Prompt>
Could you write out every entry exactly as it stands?

======== Records supplied

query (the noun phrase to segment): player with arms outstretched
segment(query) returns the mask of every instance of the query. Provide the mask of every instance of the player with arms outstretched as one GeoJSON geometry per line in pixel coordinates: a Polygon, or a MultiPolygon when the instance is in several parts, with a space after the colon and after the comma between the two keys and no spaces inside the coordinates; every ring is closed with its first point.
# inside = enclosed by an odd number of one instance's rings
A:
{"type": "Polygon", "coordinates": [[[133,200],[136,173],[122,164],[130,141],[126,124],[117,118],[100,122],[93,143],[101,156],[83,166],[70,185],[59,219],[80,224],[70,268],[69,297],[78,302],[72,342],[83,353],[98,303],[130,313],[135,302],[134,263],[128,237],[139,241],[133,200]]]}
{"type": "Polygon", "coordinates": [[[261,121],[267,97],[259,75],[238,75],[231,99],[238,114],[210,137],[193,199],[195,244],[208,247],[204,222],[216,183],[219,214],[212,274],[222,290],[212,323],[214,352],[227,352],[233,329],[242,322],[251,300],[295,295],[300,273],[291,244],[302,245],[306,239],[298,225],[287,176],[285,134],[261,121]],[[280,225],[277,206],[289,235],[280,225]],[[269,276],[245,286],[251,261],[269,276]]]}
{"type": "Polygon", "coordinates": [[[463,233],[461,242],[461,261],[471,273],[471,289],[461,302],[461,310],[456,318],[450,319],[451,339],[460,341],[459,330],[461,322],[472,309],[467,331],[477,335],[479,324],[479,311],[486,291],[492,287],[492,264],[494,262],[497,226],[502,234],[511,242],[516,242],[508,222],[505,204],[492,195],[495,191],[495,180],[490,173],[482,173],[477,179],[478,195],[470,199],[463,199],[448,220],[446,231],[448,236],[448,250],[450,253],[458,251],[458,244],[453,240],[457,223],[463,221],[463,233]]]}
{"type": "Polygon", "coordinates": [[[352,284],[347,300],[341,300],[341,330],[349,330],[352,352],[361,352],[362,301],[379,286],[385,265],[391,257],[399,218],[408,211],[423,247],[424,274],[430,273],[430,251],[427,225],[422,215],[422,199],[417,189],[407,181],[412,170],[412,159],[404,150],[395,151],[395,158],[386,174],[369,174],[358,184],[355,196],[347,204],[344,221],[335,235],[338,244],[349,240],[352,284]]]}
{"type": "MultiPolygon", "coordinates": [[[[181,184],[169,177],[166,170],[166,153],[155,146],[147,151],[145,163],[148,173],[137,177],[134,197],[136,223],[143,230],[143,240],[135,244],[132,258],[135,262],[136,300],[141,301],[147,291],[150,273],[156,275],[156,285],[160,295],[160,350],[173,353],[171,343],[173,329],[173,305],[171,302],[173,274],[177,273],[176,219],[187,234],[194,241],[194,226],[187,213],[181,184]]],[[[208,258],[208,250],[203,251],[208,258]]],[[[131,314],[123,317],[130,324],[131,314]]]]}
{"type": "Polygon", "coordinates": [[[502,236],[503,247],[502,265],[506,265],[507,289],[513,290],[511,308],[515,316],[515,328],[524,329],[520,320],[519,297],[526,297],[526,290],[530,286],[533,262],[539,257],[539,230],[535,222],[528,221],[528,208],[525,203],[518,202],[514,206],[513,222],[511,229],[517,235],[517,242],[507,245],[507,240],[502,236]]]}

================

Result of this task>
query (the noun phrase to segment): player with arms outstretched
segment(query) returns the mask of every instance of the query. Provide the mask of every instance of the player with arms outstretched as one GeoJSON geometry per line in pixel coordinates: a Polygon, or a MultiPolygon when the instance is in several parts, with a space after the colon and after the comma between the two keys and no spaces inside the coordinates; every ring is closed with its first point.
# inside = enclosed by an odd number of one instance's rings
A:
{"type": "Polygon", "coordinates": [[[133,200],[136,173],[122,164],[130,141],[126,124],[117,118],[100,122],[93,143],[101,156],[83,166],[70,185],[59,219],[80,224],[70,268],[69,297],[78,302],[72,342],[83,353],[98,303],[130,313],[135,302],[134,263],[128,237],[139,241],[133,200]]]}
{"type": "Polygon", "coordinates": [[[261,121],[267,97],[259,75],[238,75],[231,99],[238,114],[210,137],[193,199],[195,244],[208,247],[204,222],[216,183],[219,214],[212,274],[222,290],[212,323],[214,352],[227,352],[233,329],[242,322],[251,300],[295,295],[300,273],[291,244],[302,245],[306,239],[298,225],[287,176],[285,134],[261,121]],[[280,225],[277,206],[289,235],[280,225]],[[269,276],[245,286],[251,261],[269,276]]]}
{"type": "Polygon", "coordinates": [[[463,233],[461,242],[461,261],[471,273],[471,289],[461,302],[461,310],[456,318],[450,319],[451,339],[460,341],[459,330],[461,322],[472,309],[467,331],[477,335],[479,324],[479,311],[486,291],[492,287],[492,264],[494,262],[497,226],[502,234],[511,242],[516,242],[508,222],[505,204],[492,195],[495,191],[495,180],[490,173],[482,173],[477,179],[478,195],[470,199],[463,199],[448,220],[446,231],[448,236],[448,250],[450,253],[458,251],[458,244],[453,240],[457,223],[463,221],[463,233]]]}
{"type": "Polygon", "coordinates": [[[352,284],[347,300],[341,300],[341,330],[349,330],[352,352],[361,352],[362,301],[379,286],[385,265],[391,257],[399,218],[408,211],[423,247],[424,274],[430,273],[430,251],[427,225],[422,215],[422,199],[417,189],[407,181],[412,170],[412,159],[404,150],[395,151],[395,158],[386,174],[369,174],[358,184],[355,196],[347,204],[344,221],[335,235],[338,244],[349,240],[352,284]]]}
{"type": "MultiPolygon", "coordinates": [[[[181,184],[169,177],[166,170],[166,153],[155,146],[147,151],[145,163],[148,173],[137,177],[134,197],[136,223],[143,230],[143,240],[135,244],[132,258],[135,262],[136,300],[141,301],[147,291],[150,273],[156,275],[156,285],[160,295],[160,350],[173,353],[171,343],[173,329],[173,305],[171,302],[173,274],[177,273],[176,219],[187,234],[194,241],[194,226],[187,213],[181,184]]],[[[208,258],[208,250],[203,251],[208,258]]],[[[131,314],[123,317],[130,324],[131,314]]]]}
{"type": "Polygon", "coordinates": [[[502,236],[503,247],[502,265],[506,265],[507,289],[513,290],[511,308],[515,316],[515,328],[524,329],[520,320],[519,297],[526,297],[526,290],[530,286],[533,262],[539,257],[539,230],[535,222],[528,221],[528,208],[525,203],[518,202],[514,206],[513,222],[511,229],[517,235],[517,242],[507,245],[507,240],[502,236]]]}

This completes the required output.